[DATA PROVIDED]:
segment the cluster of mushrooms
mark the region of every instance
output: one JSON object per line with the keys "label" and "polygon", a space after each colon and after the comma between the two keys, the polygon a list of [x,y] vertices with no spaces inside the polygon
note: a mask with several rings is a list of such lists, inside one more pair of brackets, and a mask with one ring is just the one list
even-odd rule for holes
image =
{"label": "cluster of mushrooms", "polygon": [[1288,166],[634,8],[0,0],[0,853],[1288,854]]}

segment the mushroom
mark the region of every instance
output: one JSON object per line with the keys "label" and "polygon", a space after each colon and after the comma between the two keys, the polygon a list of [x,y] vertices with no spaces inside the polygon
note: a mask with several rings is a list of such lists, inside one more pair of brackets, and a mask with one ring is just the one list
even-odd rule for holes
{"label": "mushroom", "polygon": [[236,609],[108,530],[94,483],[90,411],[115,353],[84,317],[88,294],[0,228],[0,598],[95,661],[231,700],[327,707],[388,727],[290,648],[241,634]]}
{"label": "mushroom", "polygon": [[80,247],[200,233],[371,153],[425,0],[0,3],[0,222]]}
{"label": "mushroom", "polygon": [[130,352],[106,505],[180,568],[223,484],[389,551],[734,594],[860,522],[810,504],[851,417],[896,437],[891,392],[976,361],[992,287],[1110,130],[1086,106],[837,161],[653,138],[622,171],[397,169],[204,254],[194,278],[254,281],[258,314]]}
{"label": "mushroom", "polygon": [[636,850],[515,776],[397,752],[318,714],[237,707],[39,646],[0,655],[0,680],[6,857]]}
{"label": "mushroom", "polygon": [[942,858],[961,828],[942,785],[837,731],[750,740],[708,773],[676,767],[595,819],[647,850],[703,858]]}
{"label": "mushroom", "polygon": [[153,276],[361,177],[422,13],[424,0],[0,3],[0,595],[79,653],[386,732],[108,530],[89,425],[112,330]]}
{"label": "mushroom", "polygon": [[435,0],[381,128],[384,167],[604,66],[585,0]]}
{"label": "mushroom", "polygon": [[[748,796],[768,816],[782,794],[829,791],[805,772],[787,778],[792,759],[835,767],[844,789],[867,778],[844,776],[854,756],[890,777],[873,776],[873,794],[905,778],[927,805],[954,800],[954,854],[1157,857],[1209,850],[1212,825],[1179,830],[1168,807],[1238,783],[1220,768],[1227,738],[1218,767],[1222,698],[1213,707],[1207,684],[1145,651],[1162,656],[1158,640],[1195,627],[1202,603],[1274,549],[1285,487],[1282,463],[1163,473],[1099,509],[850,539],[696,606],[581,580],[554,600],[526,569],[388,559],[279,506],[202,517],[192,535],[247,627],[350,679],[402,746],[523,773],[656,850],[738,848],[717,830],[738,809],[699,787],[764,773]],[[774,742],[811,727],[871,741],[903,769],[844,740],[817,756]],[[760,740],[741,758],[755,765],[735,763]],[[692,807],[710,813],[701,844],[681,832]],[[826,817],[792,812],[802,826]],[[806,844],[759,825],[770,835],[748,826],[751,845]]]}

[SHORT TASK]: From the data above, extract every line in its exact form.

[SOLUTION FOR THIS TASK]:
segment the cluster of mushrooms
mark the region of every instance
output: one JSON object per line with the keys "label" and "polygon", a space after each colon and after the comma between the two keys, the polygon a list of [x,y] vertices with no spaces inside the polygon
note: a mask with several rings is a list of such lists, inside one more pair of brackets, and a mask with one ring is just the one list
even-odd rule for holes
image =
{"label": "cluster of mushrooms", "polygon": [[1288,166],[634,8],[0,0],[0,853],[1288,854]]}

segment the mushroom
mark the region of every instance
output: one JSON object per line with the keys "label" and "polygon", a space after each colon and after the comma between the two keys, the polygon a list of [x,y] vertices with no spaces inside the polygon
note: a mask with several rings is a list of such lists, inside one more pair of brackets, and a mask with one ring is just the one list
even-odd rule for holes
{"label": "mushroom", "polygon": [[236,609],[108,530],[94,483],[90,411],[115,353],[84,317],[88,294],[0,228],[0,598],[95,661],[231,700],[327,707],[388,727],[290,648],[241,634]]}
{"label": "mushroom", "polygon": [[80,247],[200,233],[371,153],[425,0],[0,3],[0,222]]}
{"label": "mushroom", "polygon": [[130,352],[106,505],[180,568],[223,484],[389,551],[734,594],[860,522],[810,504],[851,417],[896,437],[891,392],[976,361],[992,287],[1110,130],[1086,106],[837,161],[653,138],[622,171],[397,169],[204,254],[194,278],[254,281],[258,314]]}
{"label": "mushroom", "polygon": [[636,850],[515,776],[397,752],[318,714],[237,707],[39,646],[0,655],[0,680],[6,857]]}
{"label": "mushroom", "polygon": [[942,858],[961,828],[942,785],[837,731],[750,740],[708,773],[676,767],[595,819],[647,850],[703,858]]}
{"label": "mushroom", "polygon": [[153,276],[361,177],[422,13],[424,0],[0,3],[0,595],[79,653],[386,732],[108,530],[89,425],[112,330]]}
{"label": "mushroom", "polygon": [[435,0],[381,128],[384,167],[604,66],[585,0]]}
{"label": "mushroom", "polygon": [[[748,796],[768,816],[782,794],[829,791],[805,772],[787,778],[792,759],[835,767],[844,789],[867,778],[844,776],[854,756],[890,777],[873,776],[873,794],[905,778],[927,805],[954,800],[954,854],[1157,857],[1209,850],[1212,825],[1179,830],[1168,807],[1238,783],[1220,768],[1227,738],[1218,767],[1222,698],[1213,707],[1207,684],[1145,651],[1162,656],[1158,640],[1195,627],[1202,603],[1274,549],[1285,487],[1282,463],[1163,473],[1099,509],[850,539],[696,606],[581,580],[554,600],[526,569],[388,559],[279,506],[202,517],[192,535],[247,627],[350,679],[402,746],[523,773],[656,850],[738,848],[717,830],[738,809],[699,787],[764,773]],[[774,742],[811,727],[871,741],[903,769],[844,740],[817,756]],[[760,740],[741,758],[755,765],[735,763]],[[692,807],[710,813],[701,844],[681,832]],[[826,817],[792,812],[802,826]],[[806,844],[759,825],[770,835],[748,826],[751,845]]]}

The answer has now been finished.